Image point grounding data:
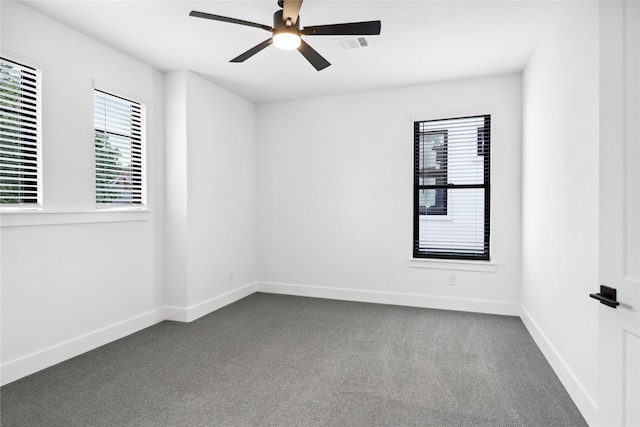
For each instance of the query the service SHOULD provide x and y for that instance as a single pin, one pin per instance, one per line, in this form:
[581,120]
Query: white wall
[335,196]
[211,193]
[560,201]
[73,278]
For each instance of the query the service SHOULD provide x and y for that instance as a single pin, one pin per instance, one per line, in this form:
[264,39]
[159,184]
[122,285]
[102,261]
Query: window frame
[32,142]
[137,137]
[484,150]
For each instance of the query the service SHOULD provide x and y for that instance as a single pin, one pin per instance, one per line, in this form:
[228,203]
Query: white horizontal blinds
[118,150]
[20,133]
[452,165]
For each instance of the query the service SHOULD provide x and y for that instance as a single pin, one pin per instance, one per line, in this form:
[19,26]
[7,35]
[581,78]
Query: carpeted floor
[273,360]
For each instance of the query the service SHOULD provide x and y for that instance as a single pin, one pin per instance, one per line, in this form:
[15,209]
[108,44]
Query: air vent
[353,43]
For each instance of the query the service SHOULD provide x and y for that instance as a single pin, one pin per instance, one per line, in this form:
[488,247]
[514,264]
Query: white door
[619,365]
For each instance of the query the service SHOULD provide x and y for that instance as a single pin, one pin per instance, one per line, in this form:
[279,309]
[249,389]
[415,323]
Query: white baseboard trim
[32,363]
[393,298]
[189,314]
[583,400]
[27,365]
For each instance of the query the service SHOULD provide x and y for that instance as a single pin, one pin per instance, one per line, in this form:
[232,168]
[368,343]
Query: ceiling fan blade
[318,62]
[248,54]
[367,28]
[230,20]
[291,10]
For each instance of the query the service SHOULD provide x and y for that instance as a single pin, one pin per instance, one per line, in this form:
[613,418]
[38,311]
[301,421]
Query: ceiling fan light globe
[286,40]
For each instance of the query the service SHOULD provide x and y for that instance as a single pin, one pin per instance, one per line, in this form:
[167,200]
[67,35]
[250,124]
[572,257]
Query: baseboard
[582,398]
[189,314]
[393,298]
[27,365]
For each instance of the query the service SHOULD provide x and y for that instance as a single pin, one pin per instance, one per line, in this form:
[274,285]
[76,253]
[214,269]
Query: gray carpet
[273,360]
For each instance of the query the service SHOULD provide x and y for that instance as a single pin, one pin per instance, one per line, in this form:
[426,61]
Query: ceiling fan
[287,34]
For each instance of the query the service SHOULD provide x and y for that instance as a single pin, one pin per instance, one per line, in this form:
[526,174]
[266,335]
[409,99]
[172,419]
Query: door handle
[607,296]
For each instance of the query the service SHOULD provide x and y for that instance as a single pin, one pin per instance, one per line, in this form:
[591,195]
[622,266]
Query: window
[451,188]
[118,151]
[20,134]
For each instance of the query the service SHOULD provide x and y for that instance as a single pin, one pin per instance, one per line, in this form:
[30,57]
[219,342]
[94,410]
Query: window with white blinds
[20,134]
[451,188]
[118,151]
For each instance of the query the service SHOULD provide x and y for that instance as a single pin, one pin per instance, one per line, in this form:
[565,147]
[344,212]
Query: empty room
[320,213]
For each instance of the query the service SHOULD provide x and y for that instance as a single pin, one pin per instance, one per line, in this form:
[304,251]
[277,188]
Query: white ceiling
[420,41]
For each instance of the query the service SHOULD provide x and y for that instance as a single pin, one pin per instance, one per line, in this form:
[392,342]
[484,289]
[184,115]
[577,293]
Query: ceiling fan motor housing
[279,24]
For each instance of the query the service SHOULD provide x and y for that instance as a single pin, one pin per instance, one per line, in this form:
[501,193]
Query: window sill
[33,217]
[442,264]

EXERCISE OBJECTIVE
Repeat the data above word for word, without pictures.

RESPONSE
For each instance of the query the service SHOULD provide x and y for that instance as a single pin, one pin per instance, one per line, in this form:
[581,120]
Query: white wall
[335,196]
[211,193]
[560,201]
[73,278]
For each instance of the query the service SHOULD provide x and y for that instance as a single pin, one pin per instance, one per line, in this form:
[264,39]
[159,184]
[122,285]
[102,261]
Query: window frame
[32,142]
[137,137]
[484,150]
For each instance of the query the service SHOULD provide x and y for that instance as a single pin, one pin per instance, one per line, in this form:
[228,203]
Query: white horizontal blinds
[118,150]
[20,133]
[452,165]
For each instance of the query the service SHOULD provide x and y for that instance as a single pin, one pin per instance, one per line, in this form:
[19,26]
[7,35]
[581,78]
Query: carpeted floor
[273,360]
For each instance of the query the service SHOULD provide x and y for that instance as a single pin, one pin per instance, one per line, in this form:
[15,209]
[108,44]
Query: air vent
[353,43]
For each instance of the query the service SHOULD provide x and y for that instance as a single pin, one pin per instance, one per line, in this form:
[488,247]
[514,264]
Query: white door
[619,365]
For each instance of the query the service SHOULD provide x and y for that instance as a single pin, one pin per instance, one per line, in this form:
[279,309]
[249,389]
[415,323]
Query: white baseboard trim
[32,363]
[393,298]
[189,314]
[583,400]
[27,365]
For each instance of the query the service SHOULD provide x and y for that instance as a single pin, one pin per instance, one per line, in this form:
[232,168]
[368,343]
Query: ceiling fan blade
[318,62]
[248,54]
[367,28]
[230,20]
[291,10]
For each instance of the query the service SHOULD provide x and y for that instance as a single pin, one pin per instance, one per line, in this form:
[613,418]
[38,311]
[301,421]
Query: ceiling fan light globe
[286,40]
For each instance of the query the service SHOULD provide x and y for that instance as a single pin, one pin per instance, one per line, in this form:
[167,200]
[67,35]
[250,124]
[572,257]
Query: baseboard
[582,398]
[189,314]
[393,298]
[27,365]
For each instance of the query the service SHOULD provide x and y for that instance as a single pin, one pin per instance, one per line, in this form:
[274,285]
[76,253]
[214,269]
Query: gray carpet
[273,360]
For each instance of the query the service SHOULD provide x and y for that instance as a single pin, one pin per instance, one per line, in this form:
[426,61]
Query: ceiling fan
[287,34]
For each instance of the query the service SHOULD provide x and y for that instance as a single pin, one pin per instance, one per line, in this form:
[526,174]
[266,335]
[409,99]
[172,419]
Query: door handle
[607,296]
For each instance of the query the service SHOULD provide x and y for that instance as a single pin, one pin per instance, one per line, in this form:
[591,195]
[622,266]
Query: window
[451,188]
[118,151]
[20,134]
For each instance of the query the service SHOULD provide x and y for that instance as a single pin, one pin per instance, one per line, in this form:
[30,57]
[219,342]
[94,410]
Query: window with white blinds
[20,134]
[451,188]
[118,151]
For each instance of the query the service SHOULD provide x and y for that instance as a single pin, one pin per instance, one per line, in this form:
[565,147]
[344,212]
Query: empty room
[320,213]
For each instance of the query the service SHOULD provide x and y for that instance as a single pin, one pin per instance, one per line, in this form:
[304,251]
[277,188]
Query: white ceiling
[420,41]
For each instance of the query the service SHOULD provide x and y for that instance as a single pin, one pin per instance, one per line, in this form:
[392,342]
[484,289]
[184,115]
[577,293]
Query: ceiling fan motor housing
[279,24]
For each instance of the query the service SHOULD provide x and y for that instance as a single pin, one pin per instance, one per line, in this form:
[501,193]
Query: window sill
[33,217]
[442,264]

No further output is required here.